**Source passage**
>>>
This architecture diagram illustrates the two-phase deployment setup for serving
the Llama 3 model with MAX on cloud provider infrastructure.

The deployment process is divided into two phases:

- **Phase 1: Cloud stack creation**: In this initial phase, the following
infrastructure is provisioned and configured to prepare for serving requests:
  - **Public IP assignment**: The cloud provider assigns a public IP to the
  virtual machine (VM), allowing it to be accessed externally.
  - **Firewall/Security group configuration**: Security settings, such as
  firewall rules or security groups, are applied to allow traffic on port 80.
  This setup ensures that only HTTP requests can access the instance securely.
  - **GPU compute instance setup**: A GPU-enabled VM is created to handle model
  inference efficiently. This instance includes:
    - **GPU drivers/runtime installation**: Necessary GPU drivers and runtime
      libraries are installed to enable hardware acceleration for model
      processing.
    - **Docker container initialization**: A Docker container is launched on the
  VM, where it pulls the necessary images from the Docker Container Registry.
  This registry serves as a central repository for storing Docker images,
  making it easy to deploy and update the application.
<<<
**What is asked**
a - In the deployment description, restate the part starting at "The deployment process" and ending at "on port 80.", swapping "port 80" for "port 8080".
b - Do these statements agree with the deployment description? Answer yes or no for each, quoting the words that decide it.
(i) The deployment process has three phases.
(ii) The Docker container pulls images from the Docker Container Registry.
(iii) Security settings allow traffic on port 80.
c - Write the next part of the Llama 3 deployment description, picking up from its last sentence.

**Records**
>>>
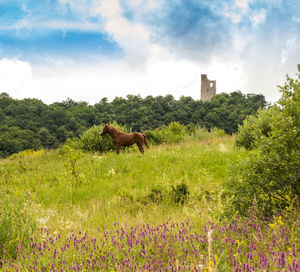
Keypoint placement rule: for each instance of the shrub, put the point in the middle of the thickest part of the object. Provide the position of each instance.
(180, 193)
(91, 140)
(254, 127)
(271, 175)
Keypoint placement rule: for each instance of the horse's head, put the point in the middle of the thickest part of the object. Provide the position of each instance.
(105, 130)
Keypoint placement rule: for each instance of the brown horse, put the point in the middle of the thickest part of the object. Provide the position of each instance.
(120, 138)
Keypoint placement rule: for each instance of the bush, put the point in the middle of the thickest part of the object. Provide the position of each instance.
(91, 140)
(180, 193)
(254, 127)
(271, 175)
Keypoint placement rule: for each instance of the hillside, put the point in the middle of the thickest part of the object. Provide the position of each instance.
(132, 212)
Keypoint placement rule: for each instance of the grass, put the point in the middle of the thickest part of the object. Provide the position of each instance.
(108, 187)
(83, 202)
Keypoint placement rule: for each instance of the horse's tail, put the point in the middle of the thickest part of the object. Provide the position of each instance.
(146, 141)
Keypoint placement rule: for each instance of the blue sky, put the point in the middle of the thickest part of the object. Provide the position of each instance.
(90, 49)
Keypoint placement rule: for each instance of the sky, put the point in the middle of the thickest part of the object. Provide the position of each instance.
(90, 49)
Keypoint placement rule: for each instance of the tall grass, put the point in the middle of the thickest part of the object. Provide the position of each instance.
(83, 202)
(108, 187)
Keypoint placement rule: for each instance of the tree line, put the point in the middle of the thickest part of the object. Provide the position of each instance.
(32, 124)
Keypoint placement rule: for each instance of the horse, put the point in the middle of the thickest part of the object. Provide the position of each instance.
(120, 138)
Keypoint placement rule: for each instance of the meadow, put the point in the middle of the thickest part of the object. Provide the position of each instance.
(67, 210)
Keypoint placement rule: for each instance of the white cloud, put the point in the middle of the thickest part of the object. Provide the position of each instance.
(243, 4)
(132, 37)
(16, 76)
(258, 17)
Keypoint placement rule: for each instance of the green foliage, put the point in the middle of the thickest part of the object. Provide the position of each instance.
(17, 225)
(31, 124)
(180, 193)
(254, 127)
(173, 133)
(72, 161)
(271, 176)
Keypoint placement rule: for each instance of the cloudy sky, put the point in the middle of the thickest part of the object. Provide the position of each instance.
(90, 49)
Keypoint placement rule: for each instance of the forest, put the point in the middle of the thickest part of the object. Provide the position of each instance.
(32, 124)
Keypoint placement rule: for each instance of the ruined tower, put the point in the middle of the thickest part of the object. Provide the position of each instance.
(208, 88)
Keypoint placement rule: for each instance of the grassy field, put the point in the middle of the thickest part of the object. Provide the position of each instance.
(70, 197)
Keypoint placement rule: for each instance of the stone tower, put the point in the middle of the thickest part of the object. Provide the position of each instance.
(208, 88)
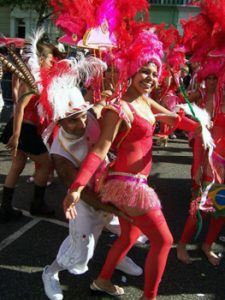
<<<
**Answer list**
a -
The deployment process is divided into two phases:

- **Phase 1: Cloud stack creation**: In this initial phase, the following
infrastructure is provisioned and configured to prepare for serving requests:
  - **Public IP assignment**: The cloud provider assigns a public IP to the
  virtual machine (VM), allowing it to be accessed externally.
  - **Firewall/Security group configuration**: Security settings, such as
  firewall rules or security groups, are applied to allow traffic on port 8080.

b -
(i) No: "The deployment process is divided into two phases"
(ii) Yes: "where it pulls the necessary images from the Docker Container Registry"
(iii) Yes: "are applied to allow traffic on port 80"

c -
Inside the container, MAX is set up alongside the Llama 3 model. This
setup prepares the environment for serving requests but does not yet expose the
endpoint to users.

:::note GPU-enabled Docker containers
The pre-configured GPU-enabled Docker container includes all necessary
dependencies and configurations for running Llama 3 with GPU acceleration.

The provided IaC templates initialize the MAX container. If you don't use the
provided templates for infrastructure set up, you can initialize the container
image with the `docker run` command. For more information, see
[MAX container](https://docs.modular.com/max/container.md).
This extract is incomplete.